§ **Work to complete**:
1. Copy the film notes word for word, from "Cyril Fletcher recited" up to and including "of the railways.".
2. Summarize the film notes in two sentences.
3. From the film notes, render this sentence in French: "This movie appears to amalgamate various real events of September 1940."
*** Selected text ***
"Put her into Brixton jail with all the other 18Bs", says an annoyed lady diner on seeing Sally. This references Regulation 18B of the Defence (General) Regulations 1939, which allowed for those suspected of being Nazi sympathizers to be interned; some indeed being housed in H.M.P. Brixton.

Cyril Fletcher recited one of his Odd Odes in the cabaret (as he genuinely did during World War II), ending with the knowing comment: "Was her journey really necessary?" As well as being a sly dig at Sally Maitland (Anna Neagle), this alludes to the contemporary posters produced by the Railway Executive Committee which urged the public not to make unnecessary use of the railways.

This movie appears to amalgamate various real events of September 1940. "The Evening News" headlines a time bomb explosion outside Buckingham Palace. The Palace was bombed seven times during the war (including an incident with a fifty kilogram delayed action high explosive, which harmlessly landed in the grounds), most notably on September 13, when a bomb landed in front of the Palace, damaging Queen Victoria's memorial and razing the chapel. However, King George VI and Queen Elizabeth were in residence during this morning attack, unlike in this movie.

Cyril Fletcher received an "introducing" credit.
*** End of Selected text ***
*** Dataset extract ***
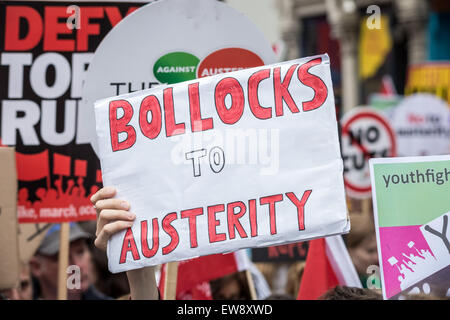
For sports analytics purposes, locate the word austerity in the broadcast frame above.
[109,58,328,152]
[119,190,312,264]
*** End of Dataset extract ***
*** Dataset extract ***
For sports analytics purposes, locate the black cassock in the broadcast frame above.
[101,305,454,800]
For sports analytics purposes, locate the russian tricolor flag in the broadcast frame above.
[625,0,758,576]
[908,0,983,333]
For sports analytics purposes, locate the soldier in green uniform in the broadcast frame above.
*** End of Dataset extract ***
§ **Task-by-task results**:
1.
Cyril Fletcher recited one of his Odd Odes in the cabaret (as he genuinely did during World War II), ending with the knowing comment: "Was her journey really necessary?" As well as being a sly dig at Sally Maitland (Anna Neagle), this alludes to the contemporary posters produced by the Railway Executive Committee which urged the public not to make unnecessary use of the railways.

2. The film notes explain that a diner's remark about Brixton jail refers to Regulation 18B, which allowed suspected Nazi sympathizers to be interned, and that Cyril Fletcher's line "Was her journey really necessary?" mocks Sally Maitland while alluding to Railway Executive Committee posters discouraging unnecessary rail travel. They also say the movie appears to combine real events of September 1940, including a bomb at Buckingham Palace, though unlike in the movie, King George VI and Queen Elizabeth were in residence during the real September 13 attack.

3. Ce film semble fusionner divers événements réels de septembre 1940.